→ **DATA TO EXAMINE**:

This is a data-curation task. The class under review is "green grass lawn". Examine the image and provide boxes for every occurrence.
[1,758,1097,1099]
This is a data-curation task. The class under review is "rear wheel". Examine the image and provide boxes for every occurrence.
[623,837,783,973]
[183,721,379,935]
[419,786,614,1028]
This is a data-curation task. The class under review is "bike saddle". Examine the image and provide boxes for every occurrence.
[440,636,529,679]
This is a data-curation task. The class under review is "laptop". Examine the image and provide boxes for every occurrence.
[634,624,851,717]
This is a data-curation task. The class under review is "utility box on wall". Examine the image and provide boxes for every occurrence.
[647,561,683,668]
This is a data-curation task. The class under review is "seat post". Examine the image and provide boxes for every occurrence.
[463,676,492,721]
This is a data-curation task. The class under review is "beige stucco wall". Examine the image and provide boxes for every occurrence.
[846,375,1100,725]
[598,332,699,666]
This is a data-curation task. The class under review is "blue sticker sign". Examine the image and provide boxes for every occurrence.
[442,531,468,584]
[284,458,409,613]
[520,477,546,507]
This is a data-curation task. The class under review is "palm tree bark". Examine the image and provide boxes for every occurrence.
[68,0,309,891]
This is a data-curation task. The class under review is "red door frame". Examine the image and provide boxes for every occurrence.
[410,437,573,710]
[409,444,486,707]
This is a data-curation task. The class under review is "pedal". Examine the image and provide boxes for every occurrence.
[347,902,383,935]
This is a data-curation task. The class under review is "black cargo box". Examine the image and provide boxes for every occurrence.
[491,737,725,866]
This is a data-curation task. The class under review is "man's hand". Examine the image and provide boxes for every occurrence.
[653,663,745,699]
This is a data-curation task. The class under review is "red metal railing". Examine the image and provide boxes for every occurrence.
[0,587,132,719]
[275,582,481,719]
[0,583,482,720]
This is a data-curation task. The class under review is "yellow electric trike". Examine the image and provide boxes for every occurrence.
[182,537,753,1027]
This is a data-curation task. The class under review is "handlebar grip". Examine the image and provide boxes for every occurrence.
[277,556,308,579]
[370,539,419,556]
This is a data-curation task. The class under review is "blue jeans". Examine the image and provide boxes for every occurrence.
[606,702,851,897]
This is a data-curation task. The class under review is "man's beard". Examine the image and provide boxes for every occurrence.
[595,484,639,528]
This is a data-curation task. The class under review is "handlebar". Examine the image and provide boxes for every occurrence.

→ **WHAT IS EXPECTED**:
Exactly as it appears above, retype the material in full.

→ **EXERCISE RESULT**:
This is a data-curation task. The class under review is "green grass lawn". Examine the image and provide boxes for every occurrence.
[1,758,1097,1099]
This is a data-curation task. The class under review is "rear wheel". Examine the image and provide boxes for every occurrence.
[623,837,783,973]
[183,721,379,935]
[419,786,614,1028]
This is a data-curation task. The class under review is "bike saddle". Examine the image and provide boxes for every occurrence.
[440,636,529,679]
This is a data-curation task. The class under review is "laptop". Examine the image and provide boxes for every occurrence.
[634,624,851,717]
This is a data-curation task. The class under review is "utility box on wall". Examine the image and provide boxes for every occurrence.
[647,561,683,668]
This is a data-curation task. The class under review is "seat post". Examine the image and provide boxes for every occurrence.
[463,676,492,721]
This is a data-curation task. The class under review is "beige stucco wall". Examine the image and provide boxes for every occurrence.
[846,375,1100,725]
[598,332,699,666]
This is a data-curation task. The class under review is "blue sticker sign". Examine the image and provide boxes for every occurrence.
[442,531,468,584]
[284,458,409,613]
[520,477,546,507]
This is a data-curation task. The class under review is "palm tree bark". Examine the image and provide boxes for every occurrence.
[68,0,309,891]
This is a data-curation task. The class under review is "red door frame". Examine the image and provide boxes for every occurrence.
[410,437,573,710]
[409,444,486,707]
This is a data-curation task. The class under review is "pedal". Examine the image and provide boxes for every occurrence.
[347,902,383,935]
This is a data-curation task. The class under review is "black cargo box". Examine the image and provide boxes for every occurrence.
[491,737,725,866]
This is a data-curation task. The class under review is "man's hand". Examine the image and provide boxes for every occurrence.
[653,663,745,699]
This is a data-curation task. The class under review is "red metal railing". Examine the image and provide boxes for every occurrence.
[0,587,132,719]
[275,582,481,719]
[0,583,482,720]
This is a data-curation task. The class under review is "yellow electric trike". Examine the image and provide boxes for every occurrence.
[182,537,753,1027]
This is a data-curation task. The class under review is "handlebar grip". Examine the image and provide boxes for every occurrence.
[277,556,308,579]
[370,539,419,556]
This is a data-curation task. The class under review is "blue jeans". Examine the image and provide boxes for every occurrence.
[606,702,851,897]
This is a data-curation task. The class under review is "man's beard". Examine the image and provide boxes for every occurrence.
[595,484,639,528]
This is a data-curation task. The class under review is "handlebar". Examine the image and provide boxes for every occurrence.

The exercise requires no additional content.